Excerpt
C Code

Dynamic memory allocation

All term long we have been using the malloc() and free() library functions to do dynamic memory allocation.

#include <stdlib.h>

void* malloc(size_t size); // Returns NULL on error
void free(void* ptr);

When we use the malloc() function the C standard library allocates a block of memory of the desired size on the heap and returns a pointer to that block of memory. In these notes we are going to take a look behind the scenes at what a dynamic memory allocation scheme would need to do to successfully replicate the behavior of malloc().

The illustrations below, along with the sample code we will be looking at in these notes, all come from the book Computer Systems: A Programmer's Perspective, Third Edition by Bryant and O'Hallaron.

Data records

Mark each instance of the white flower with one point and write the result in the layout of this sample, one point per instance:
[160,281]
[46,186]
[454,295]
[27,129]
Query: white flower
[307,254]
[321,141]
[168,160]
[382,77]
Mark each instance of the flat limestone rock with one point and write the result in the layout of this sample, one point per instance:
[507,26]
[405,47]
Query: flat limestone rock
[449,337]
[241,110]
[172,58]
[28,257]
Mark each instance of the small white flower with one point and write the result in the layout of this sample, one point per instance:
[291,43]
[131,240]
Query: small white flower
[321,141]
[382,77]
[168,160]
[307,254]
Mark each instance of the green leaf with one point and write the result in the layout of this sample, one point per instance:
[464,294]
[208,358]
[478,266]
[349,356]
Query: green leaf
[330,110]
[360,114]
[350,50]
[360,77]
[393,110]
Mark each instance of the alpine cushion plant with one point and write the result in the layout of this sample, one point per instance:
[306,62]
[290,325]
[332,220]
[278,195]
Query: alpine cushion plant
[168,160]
* * *
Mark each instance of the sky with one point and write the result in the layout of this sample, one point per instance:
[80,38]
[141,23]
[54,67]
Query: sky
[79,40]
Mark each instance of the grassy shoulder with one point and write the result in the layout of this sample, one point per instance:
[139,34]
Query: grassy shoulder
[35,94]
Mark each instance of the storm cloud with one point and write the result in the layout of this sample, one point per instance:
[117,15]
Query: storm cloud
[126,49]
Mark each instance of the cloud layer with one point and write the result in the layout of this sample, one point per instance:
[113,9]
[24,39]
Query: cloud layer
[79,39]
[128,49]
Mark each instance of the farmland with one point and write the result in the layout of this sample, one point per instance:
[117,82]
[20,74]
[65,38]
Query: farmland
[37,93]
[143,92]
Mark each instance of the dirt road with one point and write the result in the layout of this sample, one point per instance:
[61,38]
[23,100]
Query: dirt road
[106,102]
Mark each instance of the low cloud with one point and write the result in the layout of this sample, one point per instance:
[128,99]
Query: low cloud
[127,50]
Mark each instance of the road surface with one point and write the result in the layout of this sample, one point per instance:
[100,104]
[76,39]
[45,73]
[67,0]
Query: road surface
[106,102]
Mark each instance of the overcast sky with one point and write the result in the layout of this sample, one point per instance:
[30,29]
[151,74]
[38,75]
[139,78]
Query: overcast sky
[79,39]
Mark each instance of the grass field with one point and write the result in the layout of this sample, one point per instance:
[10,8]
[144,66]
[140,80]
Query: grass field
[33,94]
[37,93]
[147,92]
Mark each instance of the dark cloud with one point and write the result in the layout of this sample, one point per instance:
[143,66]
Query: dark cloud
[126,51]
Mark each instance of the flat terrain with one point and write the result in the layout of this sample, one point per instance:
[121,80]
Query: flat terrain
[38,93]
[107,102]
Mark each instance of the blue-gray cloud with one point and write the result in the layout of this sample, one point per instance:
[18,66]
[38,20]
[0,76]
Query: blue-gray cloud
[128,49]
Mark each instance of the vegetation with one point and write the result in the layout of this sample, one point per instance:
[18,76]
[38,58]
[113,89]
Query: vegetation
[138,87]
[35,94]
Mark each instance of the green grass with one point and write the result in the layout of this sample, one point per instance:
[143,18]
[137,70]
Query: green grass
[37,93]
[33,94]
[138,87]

Instruction A
According to the notes on dynamic memory allocation, from which book do the illustrations and sample code come?
Instruction B
Print the portion of the dynamic memory allocation notes starting with "When we use" and going on through "behavior of malloc().".

Final answer A
They come from Computer Systems: A Programmer's Perspective, Third Edition by Bryant and O'Hallaron.

Final answer B
When we use the malloc() function the C standard library allocates a block of memory of the desired size on the heap and returns a pointer to that block of memory. In these notes we are going to take a look behind the scenes at what a dynamic memory allocation scheme would need to do to successfully replicate the behavior of malloc().